» AIM OF THE TASK: Copy out the entries below with every "logo" replaced by "emblem" and nothing else changed. Leave the pictures out of your copy.

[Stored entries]
+ + +

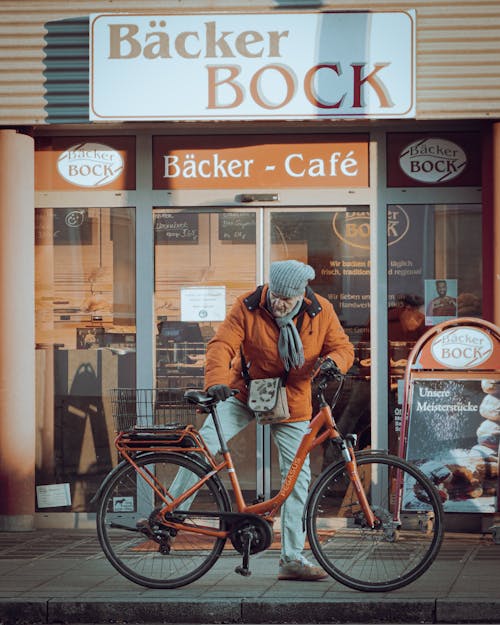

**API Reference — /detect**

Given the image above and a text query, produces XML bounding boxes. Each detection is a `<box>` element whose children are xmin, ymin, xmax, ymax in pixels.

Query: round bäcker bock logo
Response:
<box><xmin>57</xmin><ymin>143</ymin><xmax>123</xmax><ymax>188</ymax></box>
<box><xmin>399</xmin><ymin>137</ymin><xmax>467</xmax><ymax>184</ymax></box>
<box><xmin>332</xmin><ymin>205</ymin><xmax>410</xmax><ymax>250</ymax></box>
<box><xmin>431</xmin><ymin>326</ymin><xmax>493</xmax><ymax>369</ymax></box>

+ + +

» FULL ANSWER:
**API Reference — /detect**

Given the image above and a text query, produces XML bounding boxes. Each detection is a `<box>` element whose children are xmin, ymin, xmax, ymax in pixels.

Query: round bäcker bock emblem
Response:
<box><xmin>57</xmin><ymin>143</ymin><xmax>123</xmax><ymax>188</ymax></box>
<box><xmin>399</xmin><ymin>137</ymin><xmax>467</xmax><ymax>184</ymax></box>
<box><xmin>332</xmin><ymin>205</ymin><xmax>410</xmax><ymax>250</ymax></box>
<box><xmin>431</xmin><ymin>326</ymin><xmax>493</xmax><ymax>369</ymax></box>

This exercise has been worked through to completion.